Provide an exact transcription of all the records.

>> Start Records provided

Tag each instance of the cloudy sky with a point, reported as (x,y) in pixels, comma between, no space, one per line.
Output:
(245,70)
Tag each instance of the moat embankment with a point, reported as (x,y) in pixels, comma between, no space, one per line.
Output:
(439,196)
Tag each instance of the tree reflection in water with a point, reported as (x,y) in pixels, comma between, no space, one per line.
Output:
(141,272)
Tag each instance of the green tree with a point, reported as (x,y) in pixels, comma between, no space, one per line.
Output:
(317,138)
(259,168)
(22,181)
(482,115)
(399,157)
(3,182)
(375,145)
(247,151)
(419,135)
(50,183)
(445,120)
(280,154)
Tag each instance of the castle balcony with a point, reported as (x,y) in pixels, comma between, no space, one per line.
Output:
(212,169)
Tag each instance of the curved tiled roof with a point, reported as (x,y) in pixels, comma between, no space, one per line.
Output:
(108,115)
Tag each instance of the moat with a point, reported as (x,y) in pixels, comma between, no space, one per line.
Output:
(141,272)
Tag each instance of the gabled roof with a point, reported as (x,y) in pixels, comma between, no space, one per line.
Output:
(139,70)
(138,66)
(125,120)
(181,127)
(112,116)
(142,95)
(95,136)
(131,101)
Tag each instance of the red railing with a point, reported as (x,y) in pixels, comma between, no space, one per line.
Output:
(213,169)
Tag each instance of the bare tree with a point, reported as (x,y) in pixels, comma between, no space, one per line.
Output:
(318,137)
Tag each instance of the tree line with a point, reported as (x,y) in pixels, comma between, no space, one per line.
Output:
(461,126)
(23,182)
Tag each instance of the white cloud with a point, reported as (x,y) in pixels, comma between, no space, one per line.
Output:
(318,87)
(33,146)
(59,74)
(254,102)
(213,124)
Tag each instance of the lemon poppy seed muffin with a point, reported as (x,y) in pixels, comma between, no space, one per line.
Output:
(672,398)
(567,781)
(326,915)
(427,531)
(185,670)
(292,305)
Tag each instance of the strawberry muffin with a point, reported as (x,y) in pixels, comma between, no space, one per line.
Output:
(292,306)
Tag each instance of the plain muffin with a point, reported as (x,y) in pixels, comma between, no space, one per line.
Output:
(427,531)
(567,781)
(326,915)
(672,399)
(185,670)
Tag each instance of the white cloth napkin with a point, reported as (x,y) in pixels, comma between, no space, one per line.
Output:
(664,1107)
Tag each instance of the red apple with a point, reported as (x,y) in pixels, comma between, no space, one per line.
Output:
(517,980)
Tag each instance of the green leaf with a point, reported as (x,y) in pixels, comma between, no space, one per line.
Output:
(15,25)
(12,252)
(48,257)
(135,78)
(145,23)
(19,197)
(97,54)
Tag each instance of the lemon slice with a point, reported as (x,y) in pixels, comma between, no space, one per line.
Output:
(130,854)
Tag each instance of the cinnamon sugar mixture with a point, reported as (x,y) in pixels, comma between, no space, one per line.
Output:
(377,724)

>> End Records provided

▶ _Solution for this problem_:
Tag each instance of the cloudy sky with a point, reported as (x,y) in pixels, comma between, no space, one per line.
Output:
(245,70)
Tag each instance of the moat embankment with a point, reported as (x,y) in pixels, comma between, no space, one per line.
Output:
(439,196)
Tag each instance of the tree reflection in water with a point, reported as (x,y) in pixels, comma between, no space, one per line.
Output:
(141,272)
Tag each instance of the green tree with a point, reported as (x,y) in pixels, comma between, no space, one per line.
Output:
(317,138)
(259,168)
(22,181)
(482,115)
(399,157)
(3,182)
(375,145)
(247,151)
(419,135)
(50,183)
(445,120)
(280,154)
Tag each instance of the castle balcony with a point, reported as (x,y) in pixels, comma between, no space, one per line.
Output:
(212,169)
Tag each instance of the curved tiled roof with a point, reported as (x,y) in pixels, comma between, no space, one per line.
Output:
(108,115)
Tag each instance of the moat with a point, reported as (x,y) in pixels, comma between, no space, one per line.
Output:
(141,272)
Tag each instance of the gabled roof with a point, reported as (x,y) in pixels, comma between, no space, one per line.
Output:
(139,70)
(138,66)
(125,120)
(181,127)
(112,116)
(142,95)
(95,136)
(131,101)
Tag each instance of the red railing with a point, reported as (x,y) in pixels, comma between, no space, one per line.
Output:
(213,169)
Tag each instance of the bare tree with a point, reported as (x,y) in pixels, comma between, no space, one per line.
Output:
(318,137)
Tag each instance of the tree line with a point, reported as (x,y) in pixels, comma between, no space, one per line.
Output:
(461,126)
(23,182)
Tag each instance of the white cloud with a point, reported as (x,y) in pixels, comma between, no space, one per line.
Output:
(318,87)
(33,146)
(59,74)
(254,102)
(213,124)
Tag each instance of the lemon poppy seed muffin with a point, reported as (x,y) in pixels, comma between, no space, one per line.
Output:
(672,398)
(567,781)
(326,915)
(427,531)
(185,670)
(292,305)
Tag each instance of the strawberry muffin with a point, reported as (x,y) in pixels, comma between, no space, one per line.
Output:
(292,306)
Tag each instance of the plain muffin with a point, reported as (x,y) in pixels, comma between, no space, one per line.
Output:
(427,531)
(567,781)
(326,915)
(672,399)
(185,670)
Tag each instance of the white cloth napkin with a point, reported as (x,y) in pixels, comma between, no space, one per line.
Output:
(664,1107)
Tag each instance of the red apple with a point, reported as (x,y) in pixels, comma between, no space, one per line.
Output:
(517,980)
Tag each instance of the green leaf with a point, reported as (x,y) in pixels, comma between, no space, one per line.
Output:
(15,25)
(12,252)
(48,257)
(135,78)
(145,23)
(19,197)
(97,54)
Tag each instance of the lemon slice with a point, reported as (x,y) in pixels, comma between, no space, one per line.
Output:
(130,854)
Tag each instance of the cinnamon sugar mixture with a point, reported as (x,y) in pixels, comma between, no space, one per line.
Output:
(377,724)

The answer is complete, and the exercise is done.